▶ _WHAT YOU NEED TO DO_
• a. In the passage on reconnecting after pandemic distancing, what is said to have served as a relational and psychological boundary?
• b. Reproduce word for word the part of the passage on reconnecting after pandemic distancing that starts at "Deep in the" and ends at "becomes virally safer.".

▶ _EXTRACT_
——————————

How to Navigate Getting Closer Again:

Has “Six Feet” Become Comfortable?

The physical distance of the last year has not been easy. We miss hugs. We miss contact. We miss thoughtlessly passing our neighbors on the street. We miss sitting close to one another on the train in the morning. The idea of getting to be close again one day, gradually, as we hope to see the threat of Covid-19 retreating, brings joyful tears to our eyes. Our psyches, however, don’t always align with our ideas. How we think we should react to getting closer to one another may differ from our real feelings and experiences.

Deep in the recesses of our brains, we are actually now quite comfortable with some distance from our fellow humans. Distance feels safe. Our brain has adapted to our behavior. Stand six feet away from another human long enough and it signals a new brain boundary. Humans experience some discomfort or even anger when our personal space gets encroached upon. Our brains now have expanded the understanding of our personal space. While before the pandemic, it might be someone inches away from you, now it is… “six feet” to be exact. We are hardwired neurologically to protect our space, and our new normal has actually changed that hardwiring! Much like changing the spacing on a document, our brain has changed our personal spacing. The good news is that our brains will naturally rewire in time as our environment becomes virally safer.

The psychological changes that our distance has created may be more challenging to recalibrate. One of the most difficult aspects of the past year has been the experience of isolation and loneliness. Being less connected to family and friends has been a source of great stress and unhappiness. It would seem obvious that coming together again would be a source of great relief and joy. And it is. But, paradoxically, we are also feeling anxiety around reconnecting. The pandemic restrictions provided us with instant boundaries. We didn’t need to assert them ourselves. Essentially, there was no “saying no” to people, activities, or social gatherings. The virus served as a relational and psychological boundary. We are moving towards needing to set our own boundaries again. And, boundary setting can be difficult and emotionally painful.

——————————

▶ _EXTRACTED INFORMATION_
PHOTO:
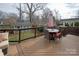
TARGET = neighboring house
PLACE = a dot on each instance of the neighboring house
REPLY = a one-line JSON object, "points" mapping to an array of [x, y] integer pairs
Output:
{"points": [[68, 22]]}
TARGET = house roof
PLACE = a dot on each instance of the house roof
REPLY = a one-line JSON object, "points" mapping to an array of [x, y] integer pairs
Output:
{"points": [[69, 19]]}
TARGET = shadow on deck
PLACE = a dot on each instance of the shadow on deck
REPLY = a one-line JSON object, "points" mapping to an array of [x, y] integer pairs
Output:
{"points": [[40, 46]]}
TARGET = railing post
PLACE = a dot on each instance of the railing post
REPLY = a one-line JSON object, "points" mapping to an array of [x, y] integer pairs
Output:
{"points": [[19, 36], [35, 32]]}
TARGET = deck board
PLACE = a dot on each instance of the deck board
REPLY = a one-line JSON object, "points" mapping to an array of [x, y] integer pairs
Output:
{"points": [[40, 46]]}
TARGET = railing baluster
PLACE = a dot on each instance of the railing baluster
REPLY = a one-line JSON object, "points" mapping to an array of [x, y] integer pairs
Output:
{"points": [[19, 36]]}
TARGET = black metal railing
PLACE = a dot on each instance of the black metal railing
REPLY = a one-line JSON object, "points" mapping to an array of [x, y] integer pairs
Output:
{"points": [[22, 33]]}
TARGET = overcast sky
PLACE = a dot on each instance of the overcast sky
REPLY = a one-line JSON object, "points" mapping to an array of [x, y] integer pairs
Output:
{"points": [[65, 10]]}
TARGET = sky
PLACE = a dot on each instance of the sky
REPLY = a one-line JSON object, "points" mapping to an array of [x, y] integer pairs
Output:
{"points": [[65, 10]]}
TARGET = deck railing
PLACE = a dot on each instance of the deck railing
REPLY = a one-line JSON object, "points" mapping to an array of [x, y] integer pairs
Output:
{"points": [[20, 34]]}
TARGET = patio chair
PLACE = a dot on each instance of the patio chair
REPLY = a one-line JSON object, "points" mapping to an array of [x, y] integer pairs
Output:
{"points": [[4, 42]]}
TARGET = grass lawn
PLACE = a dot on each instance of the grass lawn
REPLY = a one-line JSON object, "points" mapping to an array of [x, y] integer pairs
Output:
{"points": [[24, 34]]}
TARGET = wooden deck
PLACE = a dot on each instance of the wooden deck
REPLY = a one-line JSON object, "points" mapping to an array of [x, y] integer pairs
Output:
{"points": [[40, 46]]}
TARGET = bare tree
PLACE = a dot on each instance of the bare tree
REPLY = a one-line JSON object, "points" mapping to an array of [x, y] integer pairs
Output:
{"points": [[45, 15], [31, 8]]}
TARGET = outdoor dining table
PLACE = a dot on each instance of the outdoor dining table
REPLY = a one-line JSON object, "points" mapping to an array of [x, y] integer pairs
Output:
{"points": [[52, 33]]}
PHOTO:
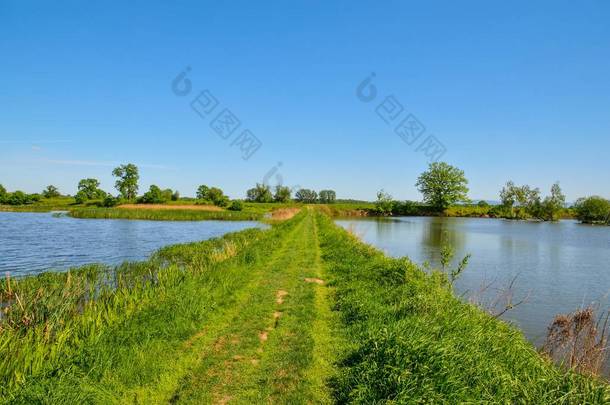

——————————

▶ _YOUR WRITTEN ANSWERS_
• a. The virus served as a relational and psychological boundary.

• b.
Deep in the recesses of our brains, we are actually now quite comfortable with some distance from our fellow humans. Distance feels safe. Our brain has adapted to our behavior. Stand six feet away from another human long enough and it signals a new brain boundary. Humans experience some discomfort or even anger when our personal space gets encroached upon. Our brains now have expanded the understanding of our personal space. While before the pandemic, it might be someone inches away from you, now it is… “six feet” to be exact. We are hardwired neurologically to protect our space, and our new normal has actually changed that hardwiring! Much like changing the spacing on a document, our brain has changed our personal spacing. The good news is that our brains will naturally rewire in time as our environment becomes virally safer.